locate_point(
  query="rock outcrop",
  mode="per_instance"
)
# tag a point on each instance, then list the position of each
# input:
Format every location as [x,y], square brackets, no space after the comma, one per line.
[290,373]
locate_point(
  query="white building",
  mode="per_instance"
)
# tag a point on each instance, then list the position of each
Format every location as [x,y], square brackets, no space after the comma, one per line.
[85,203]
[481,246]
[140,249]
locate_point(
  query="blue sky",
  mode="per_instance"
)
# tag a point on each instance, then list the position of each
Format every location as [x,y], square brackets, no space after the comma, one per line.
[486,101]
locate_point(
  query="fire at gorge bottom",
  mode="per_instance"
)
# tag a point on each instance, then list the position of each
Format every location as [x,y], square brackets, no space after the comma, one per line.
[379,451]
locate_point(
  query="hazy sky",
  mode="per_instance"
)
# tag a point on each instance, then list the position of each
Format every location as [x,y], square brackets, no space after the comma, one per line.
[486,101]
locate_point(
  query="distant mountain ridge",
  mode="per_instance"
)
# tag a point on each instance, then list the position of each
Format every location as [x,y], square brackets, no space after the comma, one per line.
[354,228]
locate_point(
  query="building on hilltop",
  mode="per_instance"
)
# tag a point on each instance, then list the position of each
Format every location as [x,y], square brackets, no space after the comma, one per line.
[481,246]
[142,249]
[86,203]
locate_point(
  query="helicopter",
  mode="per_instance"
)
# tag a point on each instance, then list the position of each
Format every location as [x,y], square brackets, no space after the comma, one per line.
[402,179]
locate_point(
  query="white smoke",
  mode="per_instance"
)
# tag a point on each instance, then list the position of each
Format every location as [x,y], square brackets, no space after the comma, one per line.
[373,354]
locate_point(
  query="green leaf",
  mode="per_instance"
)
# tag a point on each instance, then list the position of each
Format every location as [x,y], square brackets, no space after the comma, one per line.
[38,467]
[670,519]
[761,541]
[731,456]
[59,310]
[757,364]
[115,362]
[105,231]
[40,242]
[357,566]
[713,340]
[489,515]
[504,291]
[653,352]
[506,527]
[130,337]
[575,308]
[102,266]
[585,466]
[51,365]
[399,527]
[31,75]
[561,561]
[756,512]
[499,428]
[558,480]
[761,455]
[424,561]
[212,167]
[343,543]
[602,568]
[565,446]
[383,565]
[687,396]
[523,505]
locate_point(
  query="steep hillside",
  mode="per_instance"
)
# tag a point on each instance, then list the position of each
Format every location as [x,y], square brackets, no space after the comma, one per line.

_WHAT TO PRODUCE_: Return the entries above exactly, each one complete.

_ANSWER TO THE PROBLEM_:
locate_point(
  query="rock outcrop",
  mode="per_instance"
)
# tag a point on each instance, then list the position of each
# input:
Format every location as [x,y], square brackets, no space after the comma, one per line.
[290,373]
locate_point(
  query="white building",
  mode="per_instance"
)
# tag a point on each instance, then list the position of each
Format every location as [x,y], square brackets, no space after the comma, one per line.
[85,203]
[481,246]
[140,249]
locate_point(
  query="blue sky",
  mode="per_instance"
)
# tag a point on each instance, then list the position of each
Format every location as [x,y], square brackets, no space after the comma, one per line.
[486,101]
locate_point(
  query="fire at gorge bottom",
  mode="per_instance"
)
# tag a point on each instance, then list the position of each
Format every location as [x,y], square brackets, no space after the comma, one per line.
[379,451]
locate_point(
  query="hazy sky",
  mode="per_instance"
)
# tag a point on each instance, then list the position of each
Format every location as [x,y], square brackets, no space after the comma, one per line.
[486,101]
locate_point(
  query="distant mountain ridge",
  mode="per_instance"
)
# tag a point on each instance, then list the position of each
Format every location as [x,y], square brackets, no space after the comma, one per line.
[354,228]
locate_point(
  query="building on hilltop",
  mode="per_instance"
)
# tag a point on each instance, then list the position of each
Format every location as [x,y], square brackets, no space after the comma, one per line.
[481,246]
[142,249]
[86,203]
locate_point(
  query="helicopter",
  mode="per_instance"
)
# tag a point on each instance, then list the position of each
Format every location as [x,y], square brackets, no space after the comma, one per line.
[402,179]
locate_point(
  query="white smoke",
  mode="per_instance"
)
# tag a point on each instance, then list the position of each
Format every location as [x,y], square brackets, no space after the comma, one per line.
[373,354]
locate_point(
  query="green leaf",
  mode="per_instance"
)
# tag a point on each instance, then list the position of each
Format every location as [x,y], square brackets, no space after the comma, one per line.
[38,467]
[670,519]
[761,541]
[731,456]
[59,310]
[757,364]
[115,362]
[105,231]
[40,242]
[357,566]
[713,340]
[489,515]
[504,291]
[653,352]
[506,527]
[130,337]
[575,308]
[102,266]
[585,466]
[51,365]
[399,527]
[31,75]
[561,561]
[756,512]
[499,428]
[558,480]
[761,455]
[424,561]
[212,167]
[343,543]
[602,568]
[565,446]
[383,565]
[687,396]
[523,505]
locate_point(
  query="steep hillside",
  mode="per_instance"
)
# tag a point on each instance, then list the position of each
Format every location as [x,y], square brackets, no space after the comma, one per line.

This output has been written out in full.